Market volatility continues
Volatility continued unabated overnight, with oil trading in a USD 9.0 a barrel range, almost pedestrian by recent standards. Equities and currencies were also buffeted. The meeting between Ukrainian and Russian ministers in Turkey went nowhere, as expected, and China-listed ADRs were pummelled in New York on regulatory and delisting fears.
Today, China’s Covid-19 cases on the mainland have hit 1,000, not normally a worry unless you are running a covid-zero policy. Fears of renewed lockdowns will permeate mainland markets today, already facing slowing growth and a PPI shock from soaring energy and commodity prices.
Overnight the ECB surprised markets by accelerating the pace of tapering, setting markets up for a rate hike in Q4. Club Med government bond yields rose sharply in response as the prospective loss of the monetary cookie jar looms. In the US, inflation hit 40-year highs of 7.90%, and although base effects should start bringing that number down from next month, the Ukraine-derived wave of price rises sweeping the world may undo much of the base effects.
The rhetoric from the Federal Reserve suggests they will stay on track to start hiking next month, the first of what should be a series of constant hikes over the rest of the year. Similarly, the ECB is clearly more concerned about inflation now than the spillover effects from the war. A Bank of Japan official has said today that economic and price conditions don’t allow for a withdrawal of stimulus, and China’s Premier Li said high growth will be hard to maintain for a large economy. Additionally, Asia economies have shown a higher predilection than most to tolerate stagflationary conditions throughout the pandemic and will likely continue to prioritise growth. When taken in totality, it’s not a big reach to say the US dollar and euro to a lesser extent will outperform Asian currencies. And the environment won’t be special for most equities either anywhere.
It is no surprise that Asian markets are looking soggy today, or that the US dollar is bouncing hard. The bad news pouring in isn’t just from the front lines of Kyiv. With that in mind, we appear to be seeing similar price action to last Friday. That is, nobody wants to go into the weekend when markets are closed, overly long risk exposure. This will probably be a day the US dollar and US Treasuries and gold and oil rise, and short everything else until Monday.

### INFORMATION PROVIDED
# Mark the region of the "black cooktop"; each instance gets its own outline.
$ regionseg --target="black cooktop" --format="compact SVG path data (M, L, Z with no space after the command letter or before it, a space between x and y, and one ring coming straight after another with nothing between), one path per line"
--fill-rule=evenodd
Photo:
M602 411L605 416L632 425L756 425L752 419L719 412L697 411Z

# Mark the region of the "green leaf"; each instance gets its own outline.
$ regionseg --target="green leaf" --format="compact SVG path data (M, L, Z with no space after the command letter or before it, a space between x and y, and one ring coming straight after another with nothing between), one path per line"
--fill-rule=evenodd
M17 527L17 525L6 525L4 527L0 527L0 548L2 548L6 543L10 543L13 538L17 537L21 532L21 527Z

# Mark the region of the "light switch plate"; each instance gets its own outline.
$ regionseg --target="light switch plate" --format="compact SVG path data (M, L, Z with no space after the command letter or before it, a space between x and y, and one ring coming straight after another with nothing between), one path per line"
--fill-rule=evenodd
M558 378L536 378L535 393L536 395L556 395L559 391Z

### TASK DETAILS
In the market commentary, what level did US inflation reach?

### COMPLETED EXERCISE
US inflation hit 40-year highs of 7.90%.